» SELECTED EXTRACT
The elders of his synagogue charged that he was saying that, "God had a body -- the world of matter, that angels might be hallucinations, that the soul might be life itself, and that the Old Testament did not affirm an afterlife." Since he would not recant, he was excommunicated. According to Will Durant, the elders felt "that gratitude to their hosts in Holland demanded the excommunication of a man whose doubts struck at Christian doctrine quite as vitally as at Judaism."

In exile, having changed his name from Baruch (Hebrew for blessed) to Benedict, Spinoza penned lines that apparently were so congenial to Einstein, "The philosopher knows that God and nature are one being, acting by necessity and according to the invariable law; it is this majestic law which he will reverence and obey."

Cosmologist Edward Harrison spanned all of recorded philosophy in "Masks of the Universe" and then adopted the Spinoza-Einstein view. He wrote that his ideas come from "agnostic soil," though he has a Protestant background. He encapsulated the modern religious dilemma: "Rejection of the possibility of a God-Universe or UniGod perhaps explains why we find ourselves in desperate need of proof of God's existence.

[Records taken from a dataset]

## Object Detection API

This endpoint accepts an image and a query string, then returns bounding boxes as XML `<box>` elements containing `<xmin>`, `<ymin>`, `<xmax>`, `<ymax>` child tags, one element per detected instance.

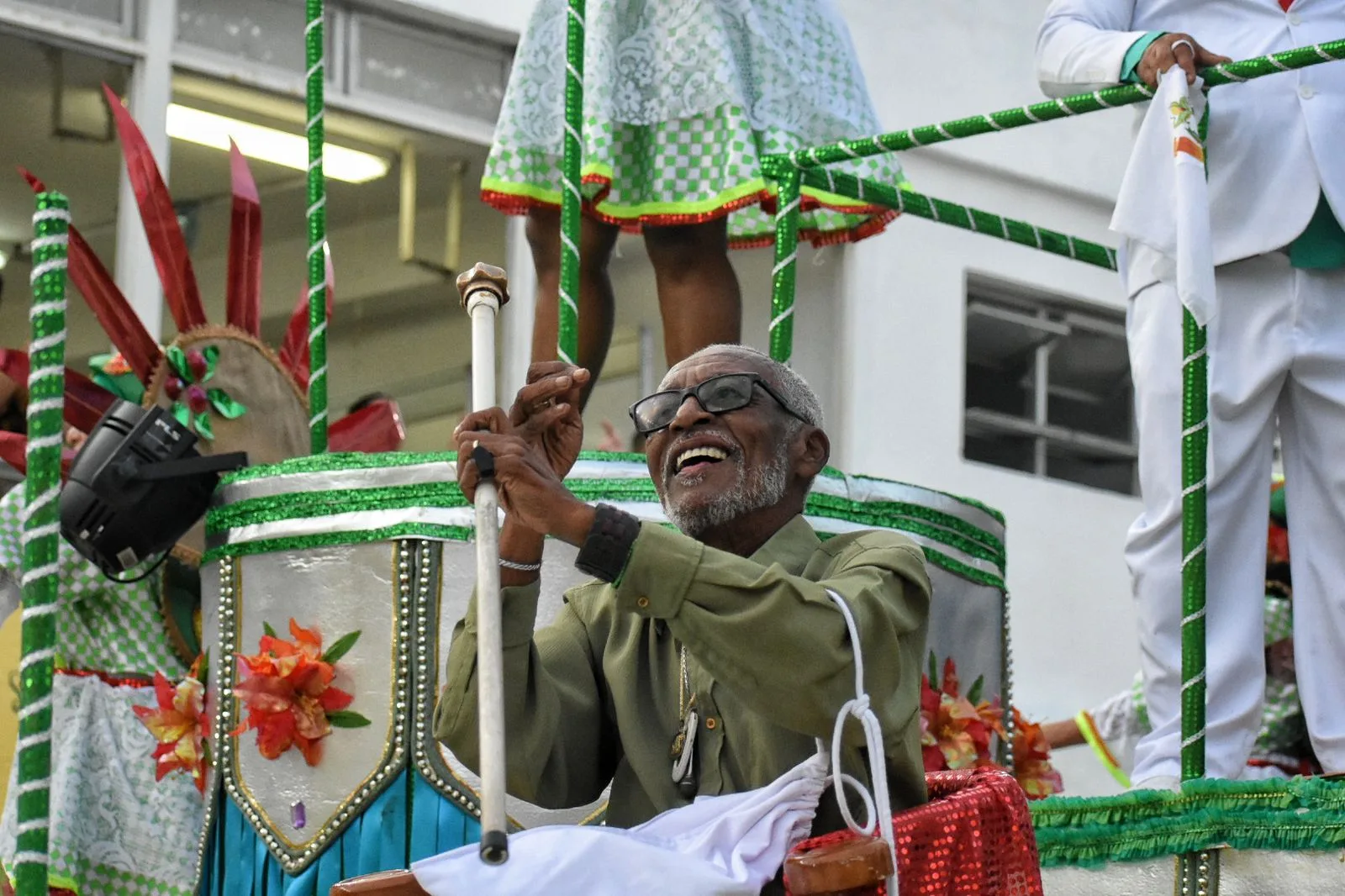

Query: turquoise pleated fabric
<box><xmin>199</xmin><ymin>771</ymin><xmax>482</xmax><ymax>896</ymax></box>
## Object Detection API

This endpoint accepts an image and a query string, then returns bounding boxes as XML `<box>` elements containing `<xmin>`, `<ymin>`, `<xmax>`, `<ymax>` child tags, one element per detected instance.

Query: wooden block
<box><xmin>331</xmin><ymin>872</ymin><xmax>428</xmax><ymax>896</ymax></box>
<box><xmin>784</xmin><ymin>837</ymin><xmax>892</xmax><ymax>896</ymax></box>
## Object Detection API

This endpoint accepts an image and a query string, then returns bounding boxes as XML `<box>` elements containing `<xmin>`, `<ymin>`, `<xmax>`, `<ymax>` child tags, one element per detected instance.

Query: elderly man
<box><xmin>1037</xmin><ymin>0</ymin><xmax>1345</xmax><ymax>786</ymax></box>
<box><xmin>435</xmin><ymin>345</ymin><xmax>930</xmax><ymax>861</ymax></box>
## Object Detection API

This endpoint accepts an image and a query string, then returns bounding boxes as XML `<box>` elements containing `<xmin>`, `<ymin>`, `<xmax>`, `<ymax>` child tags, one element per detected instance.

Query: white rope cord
<box><xmin>827</xmin><ymin>588</ymin><xmax>897</xmax><ymax>896</ymax></box>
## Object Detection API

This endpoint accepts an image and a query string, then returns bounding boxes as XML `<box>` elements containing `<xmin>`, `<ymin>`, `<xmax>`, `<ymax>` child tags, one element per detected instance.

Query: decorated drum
<box><xmin>202</xmin><ymin>453</ymin><xmax>1007</xmax><ymax>896</ymax></box>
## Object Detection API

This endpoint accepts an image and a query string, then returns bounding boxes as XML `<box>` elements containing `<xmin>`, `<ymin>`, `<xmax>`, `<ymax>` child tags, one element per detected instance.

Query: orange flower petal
<box><xmin>294</xmin><ymin>697</ymin><xmax>332</xmax><ymax>740</ymax></box>
<box><xmin>289</xmin><ymin>619</ymin><xmax>323</xmax><ymax>659</ymax></box>
<box><xmin>155</xmin><ymin>670</ymin><xmax>173</xmax><ymax>709</ymax></box>
<box><xmin>318</xmin><ymin>688</ymin><xmax>355</xmax><ymax>713</ymax></box>
<box><xmin>251</xmin><ymin>712</ymin><xmax>294</xmax><ymax>759</ymax></box>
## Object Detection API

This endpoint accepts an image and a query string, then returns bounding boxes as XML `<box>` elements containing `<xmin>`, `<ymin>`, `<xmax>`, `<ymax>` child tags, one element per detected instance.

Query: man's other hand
<box><xmin>509</xmin><ymin>361</ymin><xmax>590</xmax><ymax>479</ymax></box>
<box><xmin>1135</xmin><ymin>34</ymin><xmax>1232</xmax><ymax>87</ymax></box>
<box><xmin>457</xmin><ymin>430</ymin><xmax>593</xmax><ymax>545</ymax></box>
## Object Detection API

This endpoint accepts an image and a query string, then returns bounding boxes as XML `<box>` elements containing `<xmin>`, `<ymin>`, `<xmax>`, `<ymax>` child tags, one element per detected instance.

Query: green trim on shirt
<box><xmin>1121</xmin><ymin>31</ymin><xmax>1168</xmax><ymax>83</ymax></box>
<box><xmin>1121</xmin><ymin>31</ymin><xmax>1345</xmax><ymax>271</ymax></box>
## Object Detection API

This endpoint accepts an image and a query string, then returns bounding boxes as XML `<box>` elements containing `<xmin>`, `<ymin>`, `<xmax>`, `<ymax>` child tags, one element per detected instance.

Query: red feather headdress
<box><xmin>0</xmin><ymin>86</ymin><xmax>406</xmax><ymax>471</ymax></box>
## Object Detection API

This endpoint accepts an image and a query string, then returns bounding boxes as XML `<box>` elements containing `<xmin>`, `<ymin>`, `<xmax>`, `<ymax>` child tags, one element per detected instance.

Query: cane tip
<box><xmin>457</xmin><ymin>261</ymin><xmax>509</xmax><ymax>308</ymax></box>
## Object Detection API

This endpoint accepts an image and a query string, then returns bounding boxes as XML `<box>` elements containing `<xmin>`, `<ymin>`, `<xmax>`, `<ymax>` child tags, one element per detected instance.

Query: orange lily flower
<box><xmin>132</xmin><ymin>659</ymin><xmax>206</xmax><ymax>793</ymax></box>
<box><xmin>231</xmin><ymin>619</ymin><xmax>367</xmax><ymax>766</ymax></box>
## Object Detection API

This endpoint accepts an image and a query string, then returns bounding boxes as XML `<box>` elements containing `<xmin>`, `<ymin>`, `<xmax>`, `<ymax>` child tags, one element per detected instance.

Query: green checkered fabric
<box><xmin>52</xmin><ymin>856</ymin><xmax>195</xmax><ymax>896</ymax></box>
<box><xmin>0</xmin><ymin>486</ymin><xmax>187</xmax><ymax>678</ymax></box>
<box><xmin>482</xmin><ymin>0</ymin><xmax>904</xmax><ymax>245</ymax></box>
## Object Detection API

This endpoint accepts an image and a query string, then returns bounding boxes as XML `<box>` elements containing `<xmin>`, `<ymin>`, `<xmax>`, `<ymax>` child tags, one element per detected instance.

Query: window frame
<box><xmin>960</xmin><ymin>271</ymin><xmax>1139</xmax><ymax>497</ymax></box>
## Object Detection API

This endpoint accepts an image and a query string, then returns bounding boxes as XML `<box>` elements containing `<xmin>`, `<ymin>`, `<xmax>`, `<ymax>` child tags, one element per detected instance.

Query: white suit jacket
<box><xmin>1037</xmin><ymin>0</ymin><xmax>1345</xmax><ymax>293</ymax></box>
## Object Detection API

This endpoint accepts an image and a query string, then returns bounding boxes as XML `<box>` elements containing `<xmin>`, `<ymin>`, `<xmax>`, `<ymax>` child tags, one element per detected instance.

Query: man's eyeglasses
<box><xmin>630</xmin><ymin>372</ymin><xmax>809</xmax><ymax>436</ymax></box>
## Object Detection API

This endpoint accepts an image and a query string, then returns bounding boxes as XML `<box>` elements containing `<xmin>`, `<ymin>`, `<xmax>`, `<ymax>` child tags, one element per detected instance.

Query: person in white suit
<box><xmin>1037</xmin><ymin>0</ymin><xmax>1345</xmax><ymax>787</ymax></box>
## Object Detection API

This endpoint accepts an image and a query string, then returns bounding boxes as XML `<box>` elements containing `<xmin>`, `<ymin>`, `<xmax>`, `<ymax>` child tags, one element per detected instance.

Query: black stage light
<box><xmin>61</xmin><ymin>401</ymin><xmax>247</xmax><ymax>578</ymax></box>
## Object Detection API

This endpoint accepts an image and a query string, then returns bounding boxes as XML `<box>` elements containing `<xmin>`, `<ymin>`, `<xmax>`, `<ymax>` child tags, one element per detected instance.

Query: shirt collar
<box><xmin>749</xmin><ymin>514</ymin><xmax>822</xmax><ymax>576</ymax></box>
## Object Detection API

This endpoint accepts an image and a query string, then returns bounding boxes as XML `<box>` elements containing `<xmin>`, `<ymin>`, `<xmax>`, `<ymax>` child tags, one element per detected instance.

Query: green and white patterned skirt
<box><xmin>482</xmin><ymin>0</ymin><xmax>904</xmax><ymax>248</ymax></box>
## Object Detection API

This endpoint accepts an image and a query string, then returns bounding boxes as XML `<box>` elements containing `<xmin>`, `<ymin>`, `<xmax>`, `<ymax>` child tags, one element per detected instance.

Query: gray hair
<box><xmin>663</xmin><ymin>343</ymin><xmax>825</xmax><ymax>430</ymax></box>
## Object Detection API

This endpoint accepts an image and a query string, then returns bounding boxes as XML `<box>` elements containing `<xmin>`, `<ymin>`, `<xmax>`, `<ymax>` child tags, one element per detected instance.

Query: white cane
<box><xmin>457</xmin><ymin>262</ymin><xmax>509</xmax><ymax>865</ymax></box>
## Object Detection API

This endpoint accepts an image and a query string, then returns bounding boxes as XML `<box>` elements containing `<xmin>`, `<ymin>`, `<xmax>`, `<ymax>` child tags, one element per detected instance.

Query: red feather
<box><xmin>0</xmin><ymin>349</ymin><xmax>29</xmax><ymax>390</ymax></box>
<box><xmin>18</xmin><ymin>168</ymin><xmax>163</xmax><ymax>383</ymax></box>
<box><xmin>103</xmin><ymin>85</ymin><xmax>206</xmax><ymax>332</ymax></box>
<box><xmin>18</xmin><ymin>166</ymin><xmax>47</xmax><ymax>192</ymax></box>
<box><xmin>0</xmin><ymin>349</ymin><xmax>117</xmax><ymax>432</ymax></box>
<box><xmin>327</xmin><ymin>398</ymin><xmax>406</xmax><ymax>453</ymax></box>
<box><xmin>226</xmin><ymin>140</ymin><xmax>261</xmax><ymax>336</ymax></box>
<box><xmin>66</xmin><ymin>367</ymin><xmax>117</xmax><ymax>433</ymax></box>
<box><xmin>280</xmin><ymin>245</ymin><xmax>336</xmax><ymax>389</ymax></box>
<box><xmin>70</xmin><ymin>228</ymin><xmax>164</xmax><ymax>383</ymax></box>
<box><xmin>0</xmin><ymin>432</ymin><xmax>76</xmax><ymax>482</ymax></box>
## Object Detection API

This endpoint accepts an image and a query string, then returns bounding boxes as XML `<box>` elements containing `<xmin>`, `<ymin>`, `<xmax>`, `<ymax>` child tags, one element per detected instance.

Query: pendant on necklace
<box><xmin>671</xmin><ymin>706</ymin><xmax>699</xmax><ymax>799</ymax></box>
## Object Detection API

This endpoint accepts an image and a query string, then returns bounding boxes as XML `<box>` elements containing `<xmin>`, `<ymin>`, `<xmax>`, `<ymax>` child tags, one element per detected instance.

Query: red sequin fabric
<box><xmin>785</xmin><ymin>768</ymin><xmax>1042</xmax><ymax>896</ymax></box>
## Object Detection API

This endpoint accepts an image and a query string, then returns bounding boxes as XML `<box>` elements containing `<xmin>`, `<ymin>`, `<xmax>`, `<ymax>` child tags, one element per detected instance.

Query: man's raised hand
<box><xmin>1135</xmin><ymin>34</ymin><xmax>1232</xmax><ymax>87</ymax></box>
<box><xmin>509</xmin><ymin>361</ymin><xmax>590</xmax><ymax>479</ymax></box>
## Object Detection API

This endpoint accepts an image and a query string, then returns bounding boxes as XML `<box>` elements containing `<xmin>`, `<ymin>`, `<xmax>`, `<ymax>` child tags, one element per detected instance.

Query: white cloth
<box><xmin>1111</xmin><ymin>67</ymin><xmax>1215</xmax><ymax>327</ymax></box>
<box><xmin>1126</xmin><ymin>254</ymin><xmax>1345</xmax><ymax>780</ymax></box>
<box><xmin>1037</xmin><ymin>0</ymin><xmax>1345</xmax><ymax>295</ymax></box>
<box><xmin>412</xmin><ymin>589</ymin><xmax>897</xmax><ymax>896</ymax></box>
<box><xmin>412</xmin><ymin>753</ymin><xmax>827</xmax><ymax>896</ymax></box>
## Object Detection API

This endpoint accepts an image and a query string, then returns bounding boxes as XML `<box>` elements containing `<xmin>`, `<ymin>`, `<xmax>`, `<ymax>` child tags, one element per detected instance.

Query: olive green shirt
<box><xmin>435</xmin><ymin>517</ymin><xmax>930</xmax><ymax>833</ymax></box>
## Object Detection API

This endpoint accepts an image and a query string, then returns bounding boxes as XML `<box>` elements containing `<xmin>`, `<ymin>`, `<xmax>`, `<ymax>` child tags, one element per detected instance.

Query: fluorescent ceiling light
<box><xmin>168</xmin><ymin>103</ymin><xmax>390</xmax><ymax>183</ymax></box>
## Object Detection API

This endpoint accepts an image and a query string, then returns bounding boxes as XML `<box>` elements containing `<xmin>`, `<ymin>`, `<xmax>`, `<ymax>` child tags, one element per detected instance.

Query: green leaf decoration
<box><xmin>172</xmin><ymin>401</ymin><xmax>191</xmax><ymax>430</ymax></box>
<box><xmin>323</xmin><ymin>631</ymin><xmax>359</xmax><ymax>666</ymax></box>
<box><xmin>206</xmin><ymin>389</ymin><xmax>247</xmax><ymax>419</ymax></box>
<box><xmin>164</xmin><ymin>345</ymin><xmax>193</xmax><ymax>382</ymax></box>
<box><xmin>200</xmin><ymin>339</ymin><xmax>219</xmax><ymax>373</ymax></box>
<box><xmin>327</xmin><ymin>709</ymin><xmax>372</xmax><ymax>728</ymax></box>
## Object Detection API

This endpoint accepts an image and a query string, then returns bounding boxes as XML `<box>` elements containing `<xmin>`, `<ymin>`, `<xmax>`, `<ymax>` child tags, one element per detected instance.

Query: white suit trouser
<box><xmin>1126</xmin><ymin>253</ymin><xmax>1345</xmax><ymax>782</ymax></box>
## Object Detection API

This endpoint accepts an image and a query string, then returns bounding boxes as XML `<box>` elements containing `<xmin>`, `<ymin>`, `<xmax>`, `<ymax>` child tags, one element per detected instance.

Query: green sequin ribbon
<box><xmin>556</xmin><ymin>0</ymin><xmax>583</xmax><ymax>365</ymax></box>
<box><xmin>762</xmin><ymin>40</ymin><xmax>1345</xmax><ymax>168</ymax></box>
<box><xmin>304</xmin><ymin>0</ymin><xmax>327</xmax><ymax>455</ymax></box>
<box><xmin>12</xmin><ymin>192</ymin><xmax>70</xmax><ymax>896</ymax></box>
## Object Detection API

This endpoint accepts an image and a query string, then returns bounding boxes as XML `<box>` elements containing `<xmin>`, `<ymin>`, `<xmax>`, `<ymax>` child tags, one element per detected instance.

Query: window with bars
<box><xmin>962</xmin><ymin>276</ymin><xmax>1139</xmax><ymax>495</ymax></box>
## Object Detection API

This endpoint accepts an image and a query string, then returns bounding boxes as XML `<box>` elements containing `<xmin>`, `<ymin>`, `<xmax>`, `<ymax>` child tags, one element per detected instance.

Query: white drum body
<box><xmin>202</xmin><ymin>455</ymin><xmax>1009</xmax><ymax>876</ymax></box>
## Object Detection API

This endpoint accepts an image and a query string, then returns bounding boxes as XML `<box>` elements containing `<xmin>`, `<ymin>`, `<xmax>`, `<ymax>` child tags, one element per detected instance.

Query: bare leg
<box><xmin>527</xmin><ymin>208</ymin><xmax>617</xmax><ymax>403</ymax></box>
<box><xmin>644</xmin><ymin>218</ymin><xmax>742</xmax><ymax>366</ymax></box>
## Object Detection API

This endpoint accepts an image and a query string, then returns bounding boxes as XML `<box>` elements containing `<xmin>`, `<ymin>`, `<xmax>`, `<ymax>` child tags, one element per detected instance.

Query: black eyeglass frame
<box><xmin>628</xmin><ymin>372</ymin><xmax>809</xmax><ymax>436</ymax></box>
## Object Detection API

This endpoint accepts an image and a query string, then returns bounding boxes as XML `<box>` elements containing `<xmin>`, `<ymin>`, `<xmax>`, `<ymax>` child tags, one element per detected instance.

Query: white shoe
<box><xmin>1130</xmin><ymin>775</ymin><xmax>1181</xmax><ymax>793</ymax></box>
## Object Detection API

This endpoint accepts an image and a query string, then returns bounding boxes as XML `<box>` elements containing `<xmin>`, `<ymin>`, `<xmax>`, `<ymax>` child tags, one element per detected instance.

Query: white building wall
<box><xmin>405</xmin><ymin>0</ymin><xmax>1139</xmax><ymax>793</ymax></box>
<box><xmin>838</xmin><ymin>0</ymin><xmax>1140</xmax><ymax>793</ymax></box>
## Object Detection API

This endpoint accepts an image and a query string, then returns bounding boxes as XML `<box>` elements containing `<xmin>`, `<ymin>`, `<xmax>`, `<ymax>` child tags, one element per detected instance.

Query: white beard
<box><xmin>659</xmin><ymin>440</ymin><xmax>789</xmax><ymax>538</ymax></box>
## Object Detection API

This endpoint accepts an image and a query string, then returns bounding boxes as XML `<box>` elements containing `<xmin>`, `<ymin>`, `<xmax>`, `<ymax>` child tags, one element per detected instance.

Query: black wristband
<box><xmin>574</xmin><ymin>504</ymin><xmax>641</xmax><ymax>582</ymax></box>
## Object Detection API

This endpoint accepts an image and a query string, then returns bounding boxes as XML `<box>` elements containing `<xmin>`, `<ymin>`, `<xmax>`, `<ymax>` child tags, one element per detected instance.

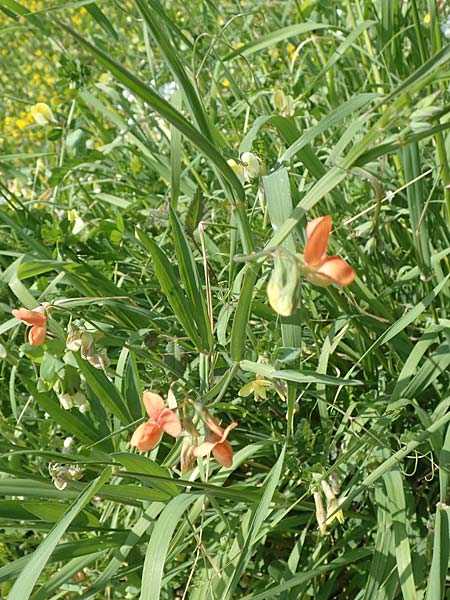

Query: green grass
<box><xmin>0</xmin><ymin>0</ymin><xmax>450</xmax><ymax>600</ymax></box>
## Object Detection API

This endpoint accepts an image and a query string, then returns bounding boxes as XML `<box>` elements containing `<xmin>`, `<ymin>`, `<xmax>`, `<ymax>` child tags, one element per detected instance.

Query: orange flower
<box><xmin>12</xmin><ymin>306</ymin><xmax>47</xmax><ymax>346</ymax></box>
<box><xmin>130</xmin><ymin>391</ymin><xmax>181</xmax><ymax>452</ymax></box>
<box><xmin>194</xmin><ymin>416</ymin><xmax>237</xmax><ymax>467</ymax></box>
<box><xmin>303</xmin><ymin>215</ymin><xmax>356</xmax><ymax>287</ymax></box>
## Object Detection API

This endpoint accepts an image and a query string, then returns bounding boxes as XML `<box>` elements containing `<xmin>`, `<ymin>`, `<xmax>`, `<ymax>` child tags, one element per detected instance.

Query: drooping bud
<box><xmin>180</xmin><ymin>435</ymin><xmax>196</xmax><ymax>475</ymax></box>
<box><xmin>241</xmin><ymin>152</ymin><xmax>262</xmax><ymax>179</ymax></box>
<box><xmin>30</xmin><ymin>102</ymin><xmax>56</xmax><ymax>126</ymax></box>
<box><xmin>227</xmin><ymin>158</ymin><xmax>245</xmax><ymax>182</ymax></box>
<box><xmin>267</xmin><ymin>252</ymin><xmax>301</xmax><ymax>317</ymax></box>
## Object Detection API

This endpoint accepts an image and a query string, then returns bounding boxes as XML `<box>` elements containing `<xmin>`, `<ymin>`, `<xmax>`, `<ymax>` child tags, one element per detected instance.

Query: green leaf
<box><xmin>136</xmin><ymin>229</ymin><xmax>203</xmax><ymax>350</ymax></box>
<box><xmin>139</xmin><ymin>494</ymin><xmax>199</xmax><ymax>600</ymax></box>
<box><xmin>8</xmin><ymin>468</ymin><xmax>111</xmax><ymax>600</ymax></box>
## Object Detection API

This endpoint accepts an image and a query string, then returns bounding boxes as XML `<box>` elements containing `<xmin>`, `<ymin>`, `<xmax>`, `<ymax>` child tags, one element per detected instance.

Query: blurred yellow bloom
<box><xmin>30</xmin><ymin>102</ymin><xmax>56</xmax><ymax>126</ymax></box>
<box><xmin>271</xmin><ymin>48</ymin><xmax>280</xmax><ymax>60</ymax></box>
<box><xmin>16</xmin><ymin>119</ymin><xmax>28</xmax><ymax>129</ymax></box>
<box><xmin>98</xmin><ymin>73</ymin><xmax>112</xmax><ymax>83</ymax></box>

» WORK REQUEST 1
In the passage on Spinoza, what name did he adopt in place of Baruch?
» WORK REQUEST 2
Condense the paragraph of the Spinoza passage beginning "The elders of his synagogue" into a short bulleted list that keeps its main facts.
» WORK REQUEST 3
Write the next part of the passage on Spinoza, Einstein, and Edward Harrison, beginning where it ends.

» RESPONSE 1
Benedict.

» RESPONSE 2
- The synagogue elders charged that he claimed God had a body (the world of matter), angels might be hallucinations, the soul might be life itself, and the Old Testament did not affirm an afterlife.
- He refused to recant and was excommunicated.
- According to Will Durant, the elders believed gratitude to their Dutch hosts required expelling a man whose doubts struck at Christian doctrine as vitally as at Judaism.

» RESPONSE 3
"Long ago, human beings abstracted from the natural world all that they ascribed to the gods, leaving the world dead; now the gods have fled into a surrealistic world of improbable existence, taking with them the half of the natural world that we call divine. We ourselves have transformed God into a fiction that cannot be proved true."

Though Albert Einstein did not believe in the creator and fostering God of the Bible, he had profound respect for what he called "religious geniuses" who revealed moral conduct to humanity. Einstein realized the limitations of science when he wrote, "Science can only ascertain what is, not what should be."

He did not think that reason alone could generate moral imperatives. He said fundamental ends "exist in a healthy society as powerful traditions, which act upon the conduct and aspirations and judgments of the individuals; they are there, that is, as something living, without it being necessary to find justification for their existence."

And from where did these moral codes derive? According to Einstein, "They come into being not through demonstration but through revelation, through the medium of powerful personalities. One must not attempt to justify them, but rather to sense their nature simply and clearly." Einstein's God was revealed in the laws of physics, but ethical principles he took from the sages of all religions.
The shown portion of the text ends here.